++++ Passage to read ++++

Now that our smartphones are exemplary cameras as well, everyone is a photog and the trillions of photos stored is the proof. Since there are no signs of this slowing down, expect these digital photo numbers to continue to grow:

  • People will take 1.2 trillion photos by the end of 2017
  • There will be 4.7 trillion photos stored

Services

There are some really interesting statistics coming out of businesses and service providers in our new platform-driven economy. Here are just a few numbers that are generated every minute that piqued my interest:

  • The Weather Channel receives 18,055,556 forecast requests
  • Venmo processed $51,892 peer-to-peer transactions
  • Spotify adds 13 new songs
  • Uber riders take 45,788 trips!
  • There are 600 new page edits to Wikipedia

Internet of Things

The Internet of Things, connected “smart” devices that interact with each other and us while collecting all kinds of data, is exploding (from 2 billion devices in 2006 to a projected 200 billion by 2020) and is one of the primary drivers for our data vaults exploding as well.

Let’s take a look at just some of the stats and predictions for just one type of device, voice search:

  • There are 33 million voice-first devices in circulation
  • 8 million people use voice control each month
  • Voice search queries in Google for 2016 were up 35 times over 2008

Now, I think you might have got the idea from where such huge data comes. There are hundreds of companies like Facebook, Twitter, and LinkedIn generating yottabytes of data.

Why store such huge data?

To gain competitive advantage, organizations have to make the best use of the unstructured data collected for profitable business decision making. This situation where companies and institutions have to support, store, analyze, and make decisions using large amounts of data is called Big Data.

The process of analyzing large structured and unstructured data sets to discover indefinite relations, hidden patterns, and any other valuable information that can be leveraged for better business decision making. Big Data Analytics tackles even the most challenging business problems through high-performance analytics. Big data analytics drives innovations by helping organizations make the best possible decisions through –high-performance data mining, predictive analytics, text mining, social sentiment analysis, text mining, forecasting, and optimization. To add to this, organizations are realizing that distinct properties of deep learning and machine learning are well-suited to address their requirements in novel ways through big data analytics.

Who helps to store and process large datasets?

Big Data Hadoop is a software project that enables the distributed processing of large data sets across clusters of commodity servers. It is designed to scale up from a single server to thousands of machines, with a very high degree of fault tolerance. Rather than relying on high-end hardware, the resiliency of these clusters comes from the software’s ability to detect and handle failures at the application layer.

++++ Data excerpts ++++

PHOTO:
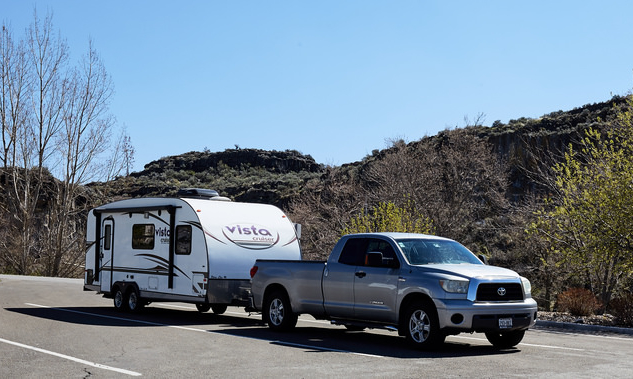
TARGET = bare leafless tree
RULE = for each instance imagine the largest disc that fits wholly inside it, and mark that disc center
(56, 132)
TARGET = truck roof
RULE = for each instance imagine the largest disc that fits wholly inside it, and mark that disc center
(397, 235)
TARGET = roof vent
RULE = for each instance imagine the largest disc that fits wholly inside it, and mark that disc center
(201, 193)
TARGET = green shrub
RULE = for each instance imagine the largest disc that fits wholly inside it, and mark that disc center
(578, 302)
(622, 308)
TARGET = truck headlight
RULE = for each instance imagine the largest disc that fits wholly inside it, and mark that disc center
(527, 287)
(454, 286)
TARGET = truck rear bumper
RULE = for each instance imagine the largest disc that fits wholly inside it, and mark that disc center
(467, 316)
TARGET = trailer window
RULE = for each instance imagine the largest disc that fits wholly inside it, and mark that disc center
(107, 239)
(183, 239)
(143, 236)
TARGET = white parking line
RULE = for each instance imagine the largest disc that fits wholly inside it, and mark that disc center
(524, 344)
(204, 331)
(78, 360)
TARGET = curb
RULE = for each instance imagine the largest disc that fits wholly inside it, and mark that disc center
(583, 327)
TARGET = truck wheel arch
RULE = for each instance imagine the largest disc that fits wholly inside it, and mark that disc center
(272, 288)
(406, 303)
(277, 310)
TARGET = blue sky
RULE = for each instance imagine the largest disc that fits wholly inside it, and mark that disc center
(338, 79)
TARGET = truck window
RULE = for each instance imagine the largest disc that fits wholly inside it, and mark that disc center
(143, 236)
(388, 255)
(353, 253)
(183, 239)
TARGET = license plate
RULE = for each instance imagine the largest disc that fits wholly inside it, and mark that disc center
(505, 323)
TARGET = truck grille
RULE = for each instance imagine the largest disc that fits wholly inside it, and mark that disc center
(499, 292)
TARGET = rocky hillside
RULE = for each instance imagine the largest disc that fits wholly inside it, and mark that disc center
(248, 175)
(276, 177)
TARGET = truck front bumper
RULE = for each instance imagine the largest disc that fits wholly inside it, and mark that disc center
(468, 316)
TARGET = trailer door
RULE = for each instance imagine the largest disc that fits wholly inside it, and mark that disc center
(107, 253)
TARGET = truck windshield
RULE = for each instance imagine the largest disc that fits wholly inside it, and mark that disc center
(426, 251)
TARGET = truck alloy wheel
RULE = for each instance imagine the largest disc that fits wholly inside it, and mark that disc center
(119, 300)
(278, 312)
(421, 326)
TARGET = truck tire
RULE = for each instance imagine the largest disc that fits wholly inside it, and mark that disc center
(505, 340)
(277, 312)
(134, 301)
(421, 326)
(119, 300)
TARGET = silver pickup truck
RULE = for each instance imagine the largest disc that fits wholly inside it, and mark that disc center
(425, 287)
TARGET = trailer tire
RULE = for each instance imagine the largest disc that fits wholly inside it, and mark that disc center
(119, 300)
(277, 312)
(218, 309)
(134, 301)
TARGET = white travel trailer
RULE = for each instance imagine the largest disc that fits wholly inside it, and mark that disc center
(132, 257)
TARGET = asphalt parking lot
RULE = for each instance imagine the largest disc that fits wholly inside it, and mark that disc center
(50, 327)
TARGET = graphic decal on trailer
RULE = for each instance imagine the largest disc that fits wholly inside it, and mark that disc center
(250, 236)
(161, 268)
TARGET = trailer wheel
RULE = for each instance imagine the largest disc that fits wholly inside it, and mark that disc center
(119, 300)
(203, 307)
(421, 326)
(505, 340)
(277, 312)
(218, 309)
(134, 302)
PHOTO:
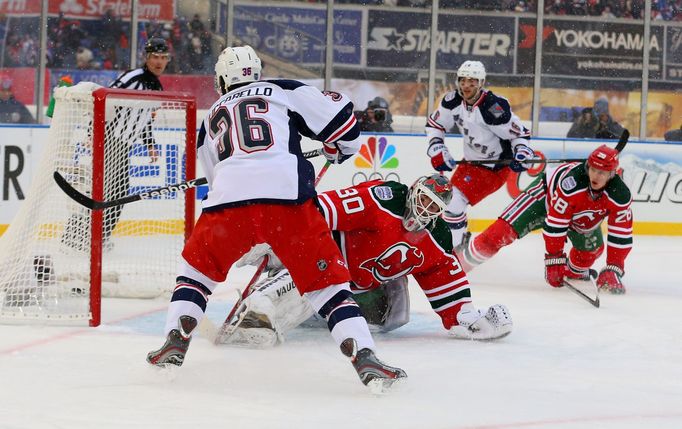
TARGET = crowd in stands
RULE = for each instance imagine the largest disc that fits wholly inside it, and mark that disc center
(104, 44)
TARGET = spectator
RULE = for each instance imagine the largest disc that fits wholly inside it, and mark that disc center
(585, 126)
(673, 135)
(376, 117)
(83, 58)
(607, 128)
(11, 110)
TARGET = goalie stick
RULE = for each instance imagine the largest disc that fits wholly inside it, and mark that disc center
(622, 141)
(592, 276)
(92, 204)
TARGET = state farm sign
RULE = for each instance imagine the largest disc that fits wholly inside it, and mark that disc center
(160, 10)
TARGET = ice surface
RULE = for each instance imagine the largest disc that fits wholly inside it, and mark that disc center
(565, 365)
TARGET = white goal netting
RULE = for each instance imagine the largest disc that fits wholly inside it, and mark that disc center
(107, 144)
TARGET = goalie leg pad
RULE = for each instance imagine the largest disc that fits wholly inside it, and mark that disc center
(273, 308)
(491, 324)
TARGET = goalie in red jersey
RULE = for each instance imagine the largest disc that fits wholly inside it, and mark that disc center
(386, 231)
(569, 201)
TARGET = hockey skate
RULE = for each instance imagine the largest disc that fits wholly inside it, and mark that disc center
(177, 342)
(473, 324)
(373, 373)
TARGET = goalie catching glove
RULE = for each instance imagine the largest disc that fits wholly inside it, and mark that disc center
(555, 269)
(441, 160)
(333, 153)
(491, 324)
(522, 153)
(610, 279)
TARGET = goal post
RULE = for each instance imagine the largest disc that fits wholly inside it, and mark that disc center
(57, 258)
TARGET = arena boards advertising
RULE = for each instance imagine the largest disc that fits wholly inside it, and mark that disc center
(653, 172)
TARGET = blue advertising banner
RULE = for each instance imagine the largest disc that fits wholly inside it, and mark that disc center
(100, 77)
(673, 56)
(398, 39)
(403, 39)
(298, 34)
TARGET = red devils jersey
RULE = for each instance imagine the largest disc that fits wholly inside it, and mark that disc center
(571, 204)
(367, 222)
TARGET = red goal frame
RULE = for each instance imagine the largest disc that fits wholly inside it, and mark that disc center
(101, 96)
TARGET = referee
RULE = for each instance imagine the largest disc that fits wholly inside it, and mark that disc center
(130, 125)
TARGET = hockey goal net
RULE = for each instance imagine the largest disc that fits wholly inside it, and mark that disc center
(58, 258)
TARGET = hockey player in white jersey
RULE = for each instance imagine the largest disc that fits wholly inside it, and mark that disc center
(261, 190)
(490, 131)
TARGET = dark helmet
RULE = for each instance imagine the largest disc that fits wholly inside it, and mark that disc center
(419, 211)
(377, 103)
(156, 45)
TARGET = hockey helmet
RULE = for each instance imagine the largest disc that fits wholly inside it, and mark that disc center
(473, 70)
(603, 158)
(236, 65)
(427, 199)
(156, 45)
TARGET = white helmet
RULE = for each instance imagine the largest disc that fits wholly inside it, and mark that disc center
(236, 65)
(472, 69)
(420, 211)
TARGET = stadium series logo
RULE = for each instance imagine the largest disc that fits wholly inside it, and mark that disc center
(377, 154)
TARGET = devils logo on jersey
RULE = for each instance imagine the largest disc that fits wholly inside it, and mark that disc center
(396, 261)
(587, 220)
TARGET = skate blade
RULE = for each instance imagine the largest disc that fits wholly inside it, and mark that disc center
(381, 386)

++++

» **Set task**
Retype the passage from the big data article above word for word, starting at "Now that our" and ending at "take 45,788 trips!".

» **Right answer**
Now that our smartphones are exemplary cameras as well, everyone is a photog and the trillions of photos stored is the proof. Since there are no signs of this slowing down, expect these digital photo numbers to continue to grow:

  • People will take 1.2 trillion photos by the end of 2017
  • There will be 4.7 trillion photos stored

Services

There are some really interesting statistics coming out of businesses and service providers in our new platform-driven economy. Here are just a few numbers that are generated every minute that piqued my interest:

  • The Weather Channel receives 18,055,556 forecast requests
  • Venmo processed $51,892 peer-to-peer transactions
  • Spotify adds 13 new songs
  • Uber riders take 45,788 trips!